VII.          Questions en litige

[51]           Le demandeur se demande s’il est approprié que la Cour annule la décision et la recommandation indiquées ci-joint en ce qui concerne la publication d’un avertissement écrit.

[52]           Le défendeur formule les questions d’une manière quelque peu différente, mais les parties et la Cour conviennent que les questions à prendre en compte concernant ce contrôle judiciaire sont les suivantes :

A)    La décision prise par l’autorité de dernière instance est-elle raisonnable?

B)    L’autorité de dernière instance ou les FAC ont-elles enfreint les règles d’équité procédurale en ne fournissant pas l’information et les détails des allégations au demandeur lors du processus de règlement des griefs?

VIII.       Norme de contrôle

[53]           La première question sur laquelle la Cour doit se pencher est la suivante : quelle est la norme de contrôle appropriée pour chaque affaire?

A.                Caractère raisonnable de la décision

[54]           La Cour d’appel fédérale a statué que les décisions du chef d’état-major de la Défense en ce qui concerne les griefs sont susceptibles de révision selon la norme de la décision raisonnable (Zimmerman c. Canada (Procureur général), 2011 CAF 43, au paragraphe 21). Dans l’arrêt Dunsmuir c. Nouveau-Brunswick, 2008 CSC 9 (Dunsmuir), au paragraphe 57, il est ordonné que si la norme de contrôle a déjà été déterminée, il n’est pas nécessaire de l’examiner de nouveau. Ce contrôle sera donc effectué en partant du principe que le caractère raisonnable est la norme de contrôle de la décision et qu’il convient de faire preuve de retenue à l’égard du décideur.

B.                 « Caractère approprié des motifs »

■ Consigne ■
D'après le texte à lire, selon quelle norme la Cour d'appel fédérale a-t-elle jugé que les décisions du chef d'état-major de la Défense en matière de griefs sont susceptibles de révision?

■ Données fournies ■
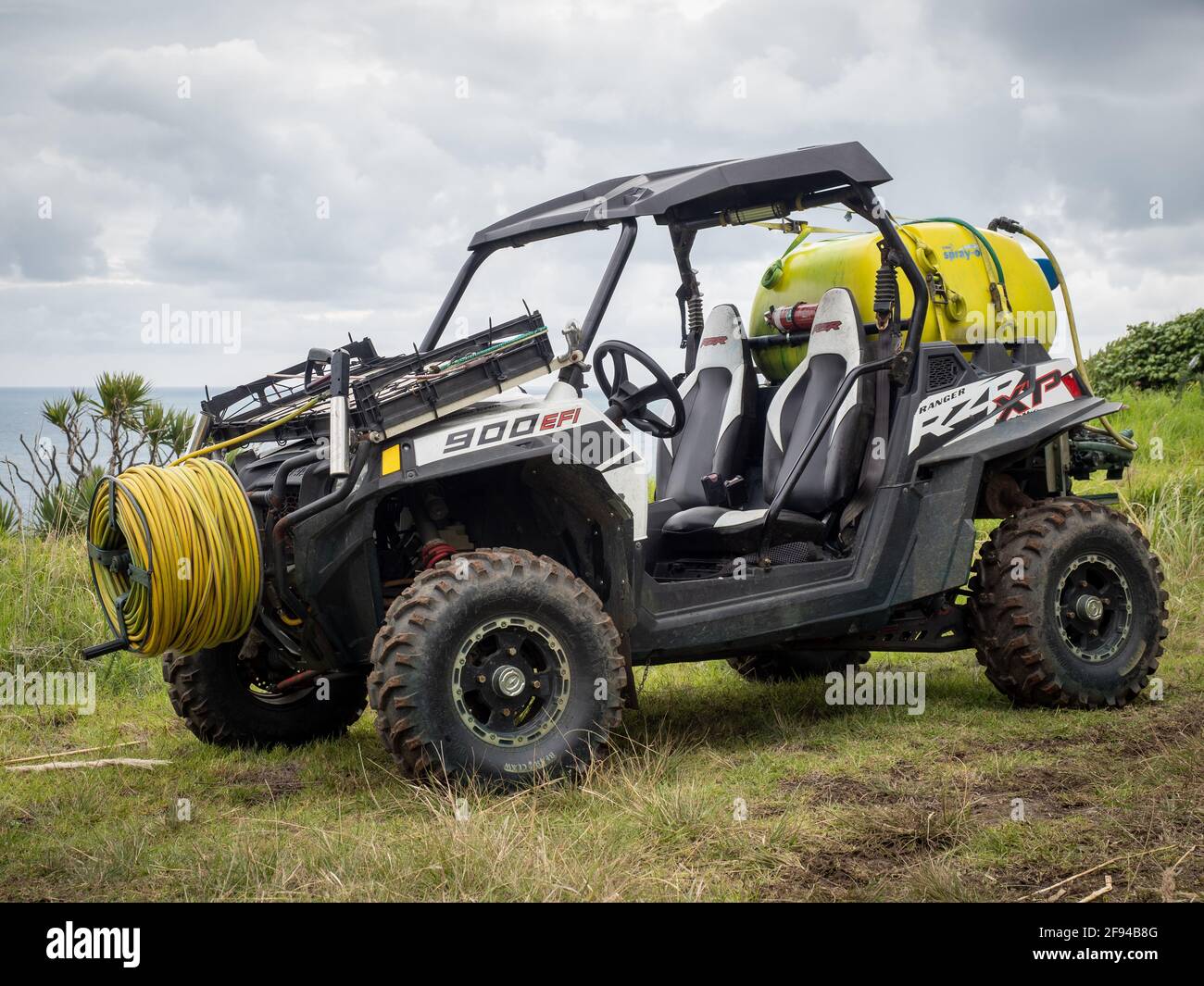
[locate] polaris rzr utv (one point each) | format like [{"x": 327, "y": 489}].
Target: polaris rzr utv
[{"x": 488, "y": 568}]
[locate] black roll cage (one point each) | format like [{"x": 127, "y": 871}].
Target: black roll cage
[{"x": 855, "y": 196}]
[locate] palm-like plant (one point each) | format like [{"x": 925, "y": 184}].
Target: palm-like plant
[
  {"x": 119, "y": 404},
  {"x": 61, "y": 474}
]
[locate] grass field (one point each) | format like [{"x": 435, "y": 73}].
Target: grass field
[{"x": 861, "y": 803}]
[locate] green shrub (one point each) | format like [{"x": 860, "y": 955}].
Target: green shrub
[{"x": 1150, "y": 356}]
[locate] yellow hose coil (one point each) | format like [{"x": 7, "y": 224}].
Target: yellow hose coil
[{"x": 194, "y": 572}]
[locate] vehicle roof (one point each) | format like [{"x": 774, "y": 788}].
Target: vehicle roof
[{"x": 695, "y": 193}]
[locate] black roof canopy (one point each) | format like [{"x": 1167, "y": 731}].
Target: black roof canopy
[{"x": 696, "y": 193}]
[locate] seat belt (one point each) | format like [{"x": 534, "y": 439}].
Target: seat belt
[{"x": 872, "y": 466}]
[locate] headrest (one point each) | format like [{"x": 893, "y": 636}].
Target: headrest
[
  {"x": 837, "y": 327},
  {"x": 722, "y": 339}
]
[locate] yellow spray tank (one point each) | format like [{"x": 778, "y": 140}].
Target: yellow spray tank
[{"x": 973, "y": 300}]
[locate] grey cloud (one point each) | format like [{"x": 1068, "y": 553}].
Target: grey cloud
[{"x": 211, "y": 201}]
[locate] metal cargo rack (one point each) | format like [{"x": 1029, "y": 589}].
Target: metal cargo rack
[{"x": 390, "y": 393}]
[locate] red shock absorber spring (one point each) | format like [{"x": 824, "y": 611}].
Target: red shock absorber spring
[
  {"x": 434, "y": 552},
  {"x": 793, "y": 318}
]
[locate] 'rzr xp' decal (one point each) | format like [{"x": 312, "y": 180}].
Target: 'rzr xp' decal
[{"x": 983, "y": 404}]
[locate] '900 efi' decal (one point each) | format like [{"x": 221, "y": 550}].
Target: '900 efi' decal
[
  {"x": 486, "y": 432},
  {"x": 966, "y": 409},
  {"x": 508, "y": 429}
]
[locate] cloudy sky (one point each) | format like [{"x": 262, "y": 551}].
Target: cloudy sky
[{"x": 320, "y": 168}]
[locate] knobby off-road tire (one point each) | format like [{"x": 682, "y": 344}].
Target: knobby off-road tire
[
  {"x": 221, "y": 705},
  {"x": 1067, "y": 605},
  {"x": 794, "y": 665},
  {"x": 498, "y": 665}
]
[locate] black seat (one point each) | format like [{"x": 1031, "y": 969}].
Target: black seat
[
  {"x": 837, "y": 343},
  {"x": 719, "y": 399}
]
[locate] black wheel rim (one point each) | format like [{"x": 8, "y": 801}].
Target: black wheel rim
[
  {"x": 510, "y": 681},
  {"x": 1095, "y": 608}
]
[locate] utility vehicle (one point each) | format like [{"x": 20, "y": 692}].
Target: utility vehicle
[{"x": 488, "y": 569}]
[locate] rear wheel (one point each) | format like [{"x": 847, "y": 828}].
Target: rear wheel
[
  {"x": 500, "y": 665},
  {"x": 787, "y": 664},
  {"x": 245, "y": 694},
  {"x": 1067, "y": 605}
]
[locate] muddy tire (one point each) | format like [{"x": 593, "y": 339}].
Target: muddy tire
[
  {"x": 793, "y": 665},
  {"x": 225, "y": 702},
  {"x": 1067, "y": 607},
  {"x": 497, "y": 665}
]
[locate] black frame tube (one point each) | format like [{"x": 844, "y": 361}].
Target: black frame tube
[
  {"x": 597, "y": 306},
  {"x": 609, "y": 281},
  {"x": 915, "y": 336},
  {"x": 813, "y": 443},
  {"x": 444, "y": 316},
  {"x": 287, "y": 523}
]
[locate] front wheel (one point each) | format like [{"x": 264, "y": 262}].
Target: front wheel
[
  {"x": 1067, "y": 605},
  {"x": 500, "y": 665}
]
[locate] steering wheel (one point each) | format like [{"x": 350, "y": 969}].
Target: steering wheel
[{"x": 630, "y": 402}]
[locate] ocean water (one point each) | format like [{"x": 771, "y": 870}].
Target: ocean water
[{"x": 20, "y": 414}]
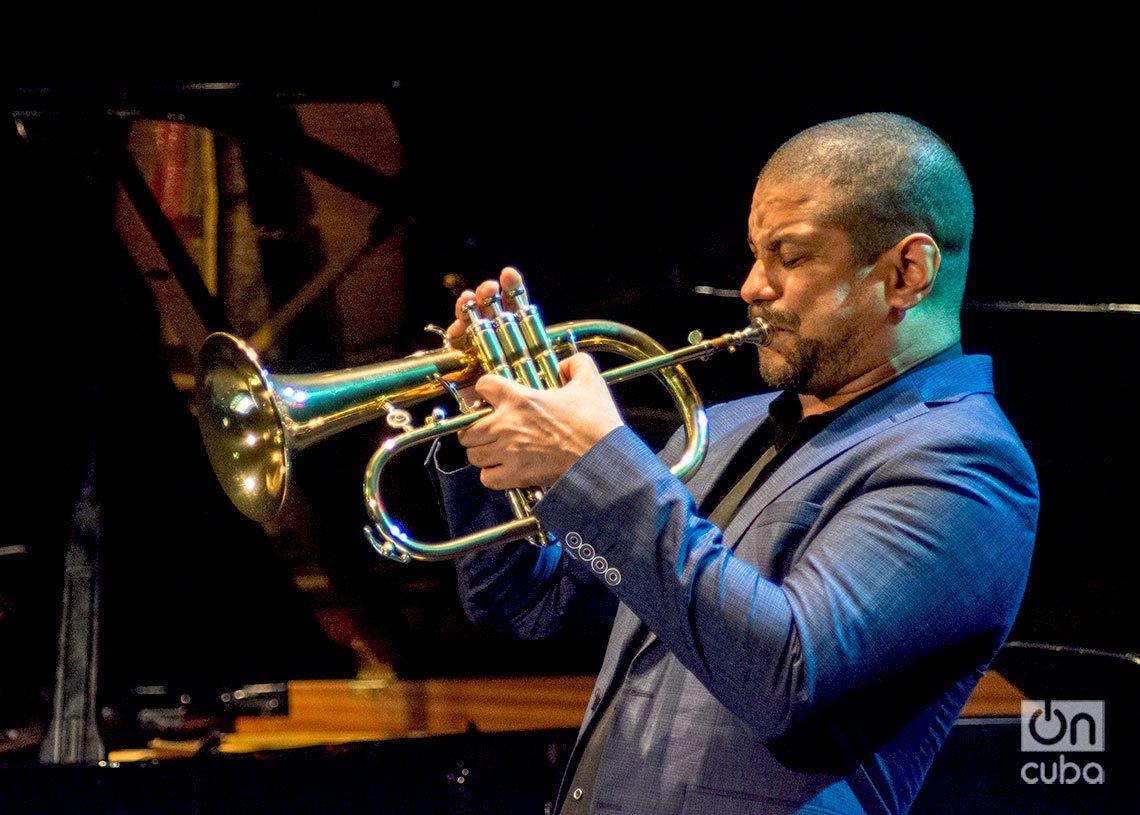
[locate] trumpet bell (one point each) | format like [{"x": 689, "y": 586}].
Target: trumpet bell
[{"x": 242, "y": 426}]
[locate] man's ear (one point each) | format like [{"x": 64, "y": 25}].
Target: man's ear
[{"x": 917, "y": 259}]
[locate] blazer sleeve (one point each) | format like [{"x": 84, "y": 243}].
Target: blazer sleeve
[{"x": 931, "y": 552}]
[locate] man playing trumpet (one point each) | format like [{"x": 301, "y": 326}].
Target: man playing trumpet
[{"x": 798, "y": 627}]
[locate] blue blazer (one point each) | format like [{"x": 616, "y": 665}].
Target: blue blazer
[{"x": 811, "y": 657}]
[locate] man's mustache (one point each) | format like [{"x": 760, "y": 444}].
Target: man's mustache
[{"x": 776, "y": 319}]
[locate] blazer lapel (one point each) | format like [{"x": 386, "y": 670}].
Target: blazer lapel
[{"x": 860, "y": 423}]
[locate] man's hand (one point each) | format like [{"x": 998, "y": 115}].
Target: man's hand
[{"x": 532, "y": 437}]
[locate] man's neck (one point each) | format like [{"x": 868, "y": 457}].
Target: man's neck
[{"x": 814, "y": 404}]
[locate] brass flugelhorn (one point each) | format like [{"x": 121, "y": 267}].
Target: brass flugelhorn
[{"x": 252, "y": 422}]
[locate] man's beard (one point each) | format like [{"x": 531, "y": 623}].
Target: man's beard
[{"x": 811, "y": 365}]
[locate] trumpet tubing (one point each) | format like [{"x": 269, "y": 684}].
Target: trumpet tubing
[{"x": 252, "y": 422}]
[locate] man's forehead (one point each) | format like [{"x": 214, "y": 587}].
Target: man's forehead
[{"x": 790, "y": 206}]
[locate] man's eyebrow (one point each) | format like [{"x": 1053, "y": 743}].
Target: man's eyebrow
[{"x": 779, "y": 239}]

■ Résultat de l'exercice ■
Selon la norme de la décision raisonnable.